Instructions to follow> The records below are to be transcribed in full, exactly as given.

[Excerpts from a dataset]
● ● ● ● ●

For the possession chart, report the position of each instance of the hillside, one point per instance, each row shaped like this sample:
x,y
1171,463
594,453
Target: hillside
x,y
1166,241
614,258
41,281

● ● ● ● ●

Solution for this task>
For the possession chart, report the position of each instance of the hillside, one point per instance, each row shaped like this sample:
x,y
1171,463
594,453
Target: hillside
x,y
1166,241
614,258
41,281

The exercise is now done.